> EXTRAIT DU DOCUMENT
+ + + +

Rien de surprenant donc si les prix du pétrole s’établissent au-dessus ou au-dessous de la tendance. Les cycles comme celui-ci sont caractéristiques des marchés où l’offre et la demande sont inélastiques à court terme et où la réponse de l’offre se fait attendre.

De fait, le cycle du pétrole obéit aux mêmes forces fondamentales que celui des prix du porc - cycle que les économistes ont appris à analyser il y a 80 ans environ3. Lorsque les prix du porc sont élevés, les producteurs s’empressent d’accroître leur cheptel. Une fois les porcs parvenus à maturité, les producteurs proposent simultanément cette offre accrue sur le marché, qui arrive alors à saturation. Les prix tombent et les producteurs réduisent leur production. Cette diminution provoque une pénurie. Les prix repartent à la hausse et le cycle recommence.

Quels enseignements pouvons-nous tirer de cette analogie? À quel niveau les prix du pétrole se retrouveront-ils et jusqu’où descendront-ils entre-temps?

Premièrement, d’après les perspectives actuelles de croissance économique dans le monde, la demande de pétrole continuera de croître - il faudra vraisemblablement du pétrole coûteux pour y répondre. À moins d’évolutions technologiques majeures ou d’un profond bouleversement des perspectives mondiales, il est peu probable que le niveau actuel des prix du pétrole soit assez élevé pour assurer un équilibre entre l’offre et la demande. Ces orientations concordent avec ce qu’indiquent la courbe des cours à terme et le modèle de la Banque du Canada en matière de prévision des prix du pétrole4.

Certes, il y a une très grande part d’incertitude quant au niveau d’équilibre - parce que non seulement tous les risques pour la croissance mondiale se répercutent sur la demande de pétrole, mais que les nouvelles technologies font baisser sans cesse les coûts (Graphique 11).

+ + + +

> DONNÉES FOURNIES
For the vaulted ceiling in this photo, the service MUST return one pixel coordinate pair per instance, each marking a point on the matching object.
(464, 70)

+ + + +

> CONSIGNES
1. Selon l'extrait sur les prix du pétrole, que font les producteurs quand les prix du porc sont élevés ?
2. Présentez sous forme de liste le paragraphe de l'extrait sur les prix du pétrole qui commence par « De fait, le cycle du pétrole », en gardant ses faits essentiels.
3. Prolongez l'extrait sur les prix du pétrole à partir de sa dernière phrase.

> RÉPONSES PAR CONSIGNE
1. Ils s'empressent d'accroître leur cheptel.

2.
- Le cycle du pétrole obéit aux mêmes forces fondamentales que le cycle des prix du porc, que les économistes ont appris à analyser il y a environ 80 ans.
- Quand les prix du porc sont élevés, les producteurs s'empressent d'accroître leur cheptel.
- Une fois les porcs parvenus à maturité, les producteurs mettent tous en même temps cette offre accrue sur le marché, qui arrive à saturation.
- Les prix tombent et les producteurs réduisent leur production.
- Cette baisse provoque une pénurie, les prix remontent et le cycle recommence.

3.
Deuxièmement, de forts surajustements des prix, dans l’une ou l’autre direction, peuvent se produire à court terme. Le seul véritable plancher des prix à courte échéance est le coût marginal à court terme, soit le point auquel les producteurs perdraient davantage à continuer d’exploiter les installations existantes qu’à les fermer.

OPEP, géopolitique et financiarisation

Jusqu’à présent, j’ai surtout parlé des facteurs fondamentaux de l’offre et de la demande, qui, selon moi, contribuent grandement à expliquer la récente dégringolade des prix. Cela dit, on retrouve plusieurs autres facteurs d’influence à court terme, qu’il est plus difficile de prévoir. J’aimerais présenter brièvement trois autres aspects de la situation.

Le premier concerne l’évolution de la situation géopolitique. Elle a souvent de fortes répercussions sur les prix du pétrole, parce qu’elle peut influer directement sur l’offre et que la menace de ruptures d’approvisionnement peut également se traduire par une prime de risque sur les prix du pétrole. Citons notamment l’exemple des conflits en Libye et en Iraq dans les premiers mois de 2014. Ils ont entraîné des interruptions temporaires de la production pétrolière libyenne et iraquienne, ce qui a maintenu les prix mondiaux à un niveau élevé malgré la progression de l’offre ailleurs dans le monde. La reprise de la production dans ces deux pays a contribué fortement à l’effondrement des prix au cours de la même année. De toute évidence, ces conflits et d’autres tensions géopolitiques peuvent évoluer radicalement du jour au lendemain et continuent d’être une importante source de risque.

Le deuxième aspect a trait à l’Organisation des pays exportateurs de pétrole (OPEP), qui a eu une importante influence sur la dynamique des marchés pétroliers mondiaux. Cette influence pourrait bien changer avec le temps. La chute des prix du pétrole s’est accélérée au début de décembre, du fait de la décision de l’OPEP de garder sa cible de production inchangée malgré le fléchissement des cours. Au lieu de continuer d’agir à titre de « producteurs d’appoint » comme à diverses reprises auparavant, les membres de l’Organisation ont en effet laissé les prix fluctuer, de sorte que la correction de l’offre proviendrait davantage d’autres producteurs. Ce changement de rôle pourrait rendre compte, en partie, de la part déclinante de l’OPEP dans l’ensemble de la production mondiale, part qui se situe à 40 % environ, soit 10 points de pourcentage de moins que dans les années fastes (Graphique 12). Il est trop tôt pour dire si et de quelle manière l’OPEP changera de comportement au fil de la réduction de sa part de marché.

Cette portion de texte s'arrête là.